WRITTEN REQUEST =
Skip the pictures. Transcribe the rest of the data below without changing a word.

━━━━━━━━━━

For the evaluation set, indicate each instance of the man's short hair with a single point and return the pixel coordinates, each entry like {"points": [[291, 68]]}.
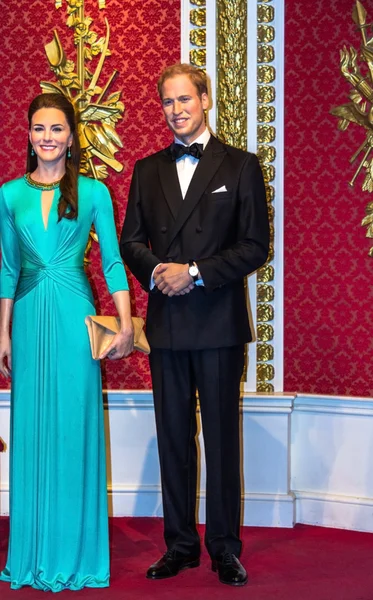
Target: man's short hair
{"points": [[197, 77]]}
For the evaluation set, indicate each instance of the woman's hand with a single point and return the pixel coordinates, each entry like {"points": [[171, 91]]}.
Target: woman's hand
{"points": [[122, 344], [5, 355]]}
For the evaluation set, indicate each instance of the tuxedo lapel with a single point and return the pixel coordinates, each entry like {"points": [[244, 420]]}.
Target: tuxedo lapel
{"points": [[210, 162], [170, 182]]}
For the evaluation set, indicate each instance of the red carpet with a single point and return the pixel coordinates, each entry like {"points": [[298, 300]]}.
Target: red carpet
{"points": [[304, 563]]}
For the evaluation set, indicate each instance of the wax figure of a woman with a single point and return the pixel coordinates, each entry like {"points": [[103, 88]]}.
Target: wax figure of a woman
{"points": [[58, 501]]}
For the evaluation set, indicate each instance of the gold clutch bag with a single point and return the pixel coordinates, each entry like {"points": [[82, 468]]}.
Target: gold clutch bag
{"points": [[101, 331]]}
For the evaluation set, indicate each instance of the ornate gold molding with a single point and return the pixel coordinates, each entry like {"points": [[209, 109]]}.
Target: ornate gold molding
{"points": [[232, 72], [197, 36]]}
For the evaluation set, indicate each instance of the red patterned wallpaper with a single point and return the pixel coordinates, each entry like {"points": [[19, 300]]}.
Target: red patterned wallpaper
{"points": [[328, 273], [144, 39]]}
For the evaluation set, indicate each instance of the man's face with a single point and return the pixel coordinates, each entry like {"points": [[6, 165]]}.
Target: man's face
{"points": [[183, 108]]}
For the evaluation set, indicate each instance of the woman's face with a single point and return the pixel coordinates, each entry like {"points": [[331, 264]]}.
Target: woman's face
{"points": [[50, 135]]}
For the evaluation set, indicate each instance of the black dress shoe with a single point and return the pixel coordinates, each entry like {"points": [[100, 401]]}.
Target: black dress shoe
{"points": [[171, 564], [229, 569]]}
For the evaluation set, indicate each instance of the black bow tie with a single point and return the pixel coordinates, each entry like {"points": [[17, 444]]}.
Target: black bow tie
{"points": [[178, 150]]}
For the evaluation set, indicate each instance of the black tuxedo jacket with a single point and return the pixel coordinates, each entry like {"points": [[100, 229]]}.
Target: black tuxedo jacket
{"points": [[226, 233]]}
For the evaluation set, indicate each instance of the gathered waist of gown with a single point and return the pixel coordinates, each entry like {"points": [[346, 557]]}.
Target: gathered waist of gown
{"points": [[68, 274]]}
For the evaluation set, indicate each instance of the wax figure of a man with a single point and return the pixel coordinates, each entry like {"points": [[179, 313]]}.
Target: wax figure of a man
{"points": [[196, 224]]}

━━━━━━━━━━

COMPLETE RESPONSE =
For the evaluation set, indicate each instance of the man's short hair with a single point and return the pixel coordinates, each entry like {"points": [[291, 68]]}.
Target: man's short hair
{"points": [[197, 77]]}
For the evaluation set, indicate each instance of the woman's hand with a single point and return the pixel coordinates, each entry like {"points": [[171, 91]]}.
Target: woman's hand
{"points": [[122, 344], [5, 355]]}
For the evaluation set, indicate each instance of the tuxedo lapel with a single point and return the pixel coordinates, each entry like {"points": [[244, 420]]}.
Target: tuxedo lapel
{"points": [[210, 162], [170, 182]]}
For the evaluation set, indicate each instance of the red carpet with a single point and return the pixel coordinates, each entry like {"points": [[298, 300]]}.
Target: red carpet
{"points": [[304, 563]]}
For the evaluation set, indicate each instance of the wax figure of a woman with a single point and return the pixel coordinates, each entry like {"points": [[103, 88]]}.
Target: wax figure of a woman
{"points": [[58, 501]]}
For the evaluation set, indicate each instance of the gold clutch bag with a single point and return the pixel coordinates, each entry like {"points": [[82, 468]]}.
Target: gold clutch bag
{"points": [[101, 331]]}
For the evaluation set, indicate each instance of the ornate gold molding with a single point and return the pixel coordinates, each entry like {"points": [[209, 109]]}.
Target: ornate gold molding
{"points": [[232, 72], [197, 36]]}
For the evaluation set, indicate each instance of the red patterned wallpaper with a single point and return the pixel coordinates, each entry like {"points": [[19, 300]]}.
Target: red patterned wallpaper
{"points": [[328, 273], [144, 39]]}
For the evaluation set, indicate each instance of the man's face with a single point and return the pixel coordinates, each entry like {"points": [[6, 165]]}.
Target: man's face
{"points": [[183, 108]]}
For the evaluation set, indicate each instance of the woman's face with a single point and return the pixel coordinates, each entry like {"points": [[331, 264]]}.
Target: woman's face
{"points": [[50, 135]]}
For the evaluation set, indicate each instance of the black dress shoe with a single point and return the pixel coordinates, each entry like {"points": [[100, 401]]}.
Target: black dress shoe
{"points": [[171, 564], [229, 569]]}
For the evaluation set, indicate each instance of the black bow tie with a single point and return the pixel coordinates, each entry like {"points": [[17, 444]]}.
Target: black bow tie
{"points": [[178, 150]]}
For the evaluation set, indicate each instance of the black tuxedo jacket with a single point and return the pixel coordinates, each entry like {"points": [[100, 229]]}.
Target: black tuxedo jacket
{"points": [[226, 233]]}
For the evaluation set, indicate each instance of the gathered waist of gown with a single point and return the pixel coordinates, each entry like {"points": [[346, 557]]}.
Target: gathered waist of gown
{"points": [[68, 274]]}
For the evaluation set, indicate each instance of the wax figure of a man with a single point and return the pixel coordinates, each entry like {"points": [[179, 313]]}.
Target: wax figure of a man
{"points": [[196, 224]]}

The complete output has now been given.